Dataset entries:
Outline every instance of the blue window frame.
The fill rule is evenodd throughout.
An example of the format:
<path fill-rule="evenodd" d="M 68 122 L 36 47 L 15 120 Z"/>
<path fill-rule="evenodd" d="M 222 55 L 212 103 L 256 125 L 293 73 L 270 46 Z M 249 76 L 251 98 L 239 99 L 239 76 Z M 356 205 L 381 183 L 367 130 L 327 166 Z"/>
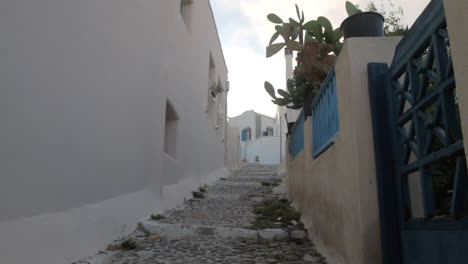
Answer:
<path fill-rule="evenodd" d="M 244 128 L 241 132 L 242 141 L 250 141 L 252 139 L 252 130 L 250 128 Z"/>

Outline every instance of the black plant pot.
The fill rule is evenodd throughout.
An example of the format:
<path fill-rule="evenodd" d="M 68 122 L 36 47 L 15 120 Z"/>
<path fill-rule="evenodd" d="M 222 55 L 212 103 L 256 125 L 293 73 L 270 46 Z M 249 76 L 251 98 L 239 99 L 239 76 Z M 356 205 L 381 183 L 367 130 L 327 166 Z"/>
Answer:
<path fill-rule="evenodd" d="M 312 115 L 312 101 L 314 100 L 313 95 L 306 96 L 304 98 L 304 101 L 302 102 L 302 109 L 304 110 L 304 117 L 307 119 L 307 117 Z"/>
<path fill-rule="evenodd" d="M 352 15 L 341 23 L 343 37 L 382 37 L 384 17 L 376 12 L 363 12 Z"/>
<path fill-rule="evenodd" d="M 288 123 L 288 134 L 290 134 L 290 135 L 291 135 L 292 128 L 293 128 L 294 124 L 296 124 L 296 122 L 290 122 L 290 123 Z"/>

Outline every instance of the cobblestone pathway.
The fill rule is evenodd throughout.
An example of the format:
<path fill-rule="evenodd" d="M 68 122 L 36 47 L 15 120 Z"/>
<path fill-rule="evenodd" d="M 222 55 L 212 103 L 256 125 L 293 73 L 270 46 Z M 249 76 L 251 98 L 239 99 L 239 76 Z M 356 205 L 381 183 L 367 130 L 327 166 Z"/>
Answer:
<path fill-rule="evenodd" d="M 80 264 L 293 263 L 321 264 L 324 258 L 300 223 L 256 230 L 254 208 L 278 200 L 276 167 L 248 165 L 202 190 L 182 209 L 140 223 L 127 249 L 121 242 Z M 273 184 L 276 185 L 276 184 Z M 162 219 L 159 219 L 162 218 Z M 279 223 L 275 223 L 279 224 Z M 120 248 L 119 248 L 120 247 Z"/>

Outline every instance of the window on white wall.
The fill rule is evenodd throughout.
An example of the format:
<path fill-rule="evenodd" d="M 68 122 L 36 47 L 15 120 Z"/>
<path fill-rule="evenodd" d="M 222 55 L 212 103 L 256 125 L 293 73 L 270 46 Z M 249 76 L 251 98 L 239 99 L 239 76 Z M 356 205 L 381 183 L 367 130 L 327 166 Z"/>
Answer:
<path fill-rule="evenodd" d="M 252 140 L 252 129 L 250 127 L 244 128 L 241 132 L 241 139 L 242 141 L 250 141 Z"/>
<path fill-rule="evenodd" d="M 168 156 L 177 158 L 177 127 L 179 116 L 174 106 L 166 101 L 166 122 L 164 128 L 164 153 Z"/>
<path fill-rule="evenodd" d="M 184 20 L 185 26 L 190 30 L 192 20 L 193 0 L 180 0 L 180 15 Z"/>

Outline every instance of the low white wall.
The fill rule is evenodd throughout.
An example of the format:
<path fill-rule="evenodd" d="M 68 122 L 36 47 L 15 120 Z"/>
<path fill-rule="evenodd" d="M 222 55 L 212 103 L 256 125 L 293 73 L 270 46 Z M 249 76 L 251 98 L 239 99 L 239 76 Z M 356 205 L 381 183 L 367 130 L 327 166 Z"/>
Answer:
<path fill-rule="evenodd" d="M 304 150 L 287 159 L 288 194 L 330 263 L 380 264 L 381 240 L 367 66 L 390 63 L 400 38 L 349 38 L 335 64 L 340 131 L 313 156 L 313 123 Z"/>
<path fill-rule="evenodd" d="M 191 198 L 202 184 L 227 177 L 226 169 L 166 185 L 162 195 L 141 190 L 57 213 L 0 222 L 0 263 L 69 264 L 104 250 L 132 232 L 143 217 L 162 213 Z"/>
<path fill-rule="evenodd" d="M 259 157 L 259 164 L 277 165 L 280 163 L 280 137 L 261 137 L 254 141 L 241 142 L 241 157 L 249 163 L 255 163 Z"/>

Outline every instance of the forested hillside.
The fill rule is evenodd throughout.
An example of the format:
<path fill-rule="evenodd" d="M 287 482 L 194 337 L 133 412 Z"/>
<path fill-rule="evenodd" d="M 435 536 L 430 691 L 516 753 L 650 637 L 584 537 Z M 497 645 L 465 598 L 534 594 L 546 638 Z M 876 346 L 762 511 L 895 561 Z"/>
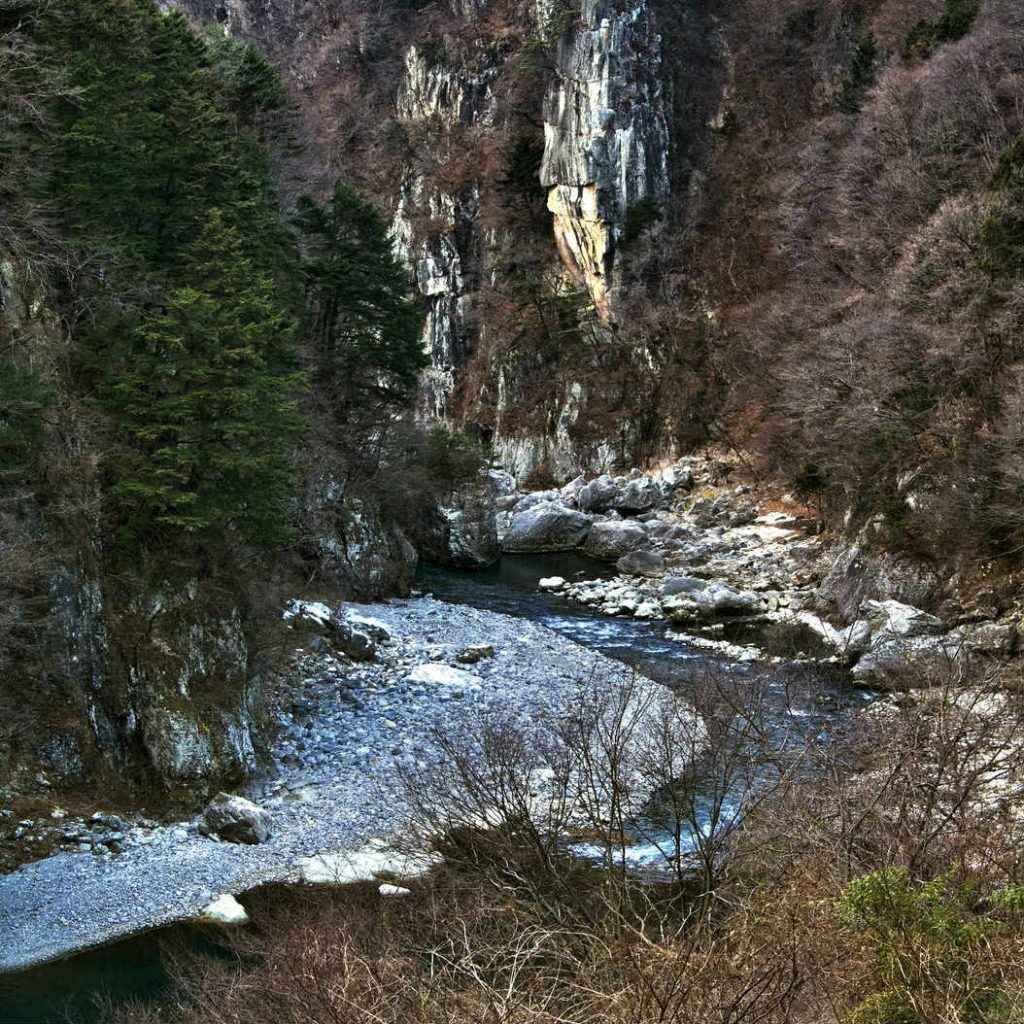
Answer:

ACTION ITEM: Return every line of the preceding records in which the word "white" appears.

REPLY TO THE EXERCISE:
Outline every instance of the window on white wall.
Outline every instance of the low white wall.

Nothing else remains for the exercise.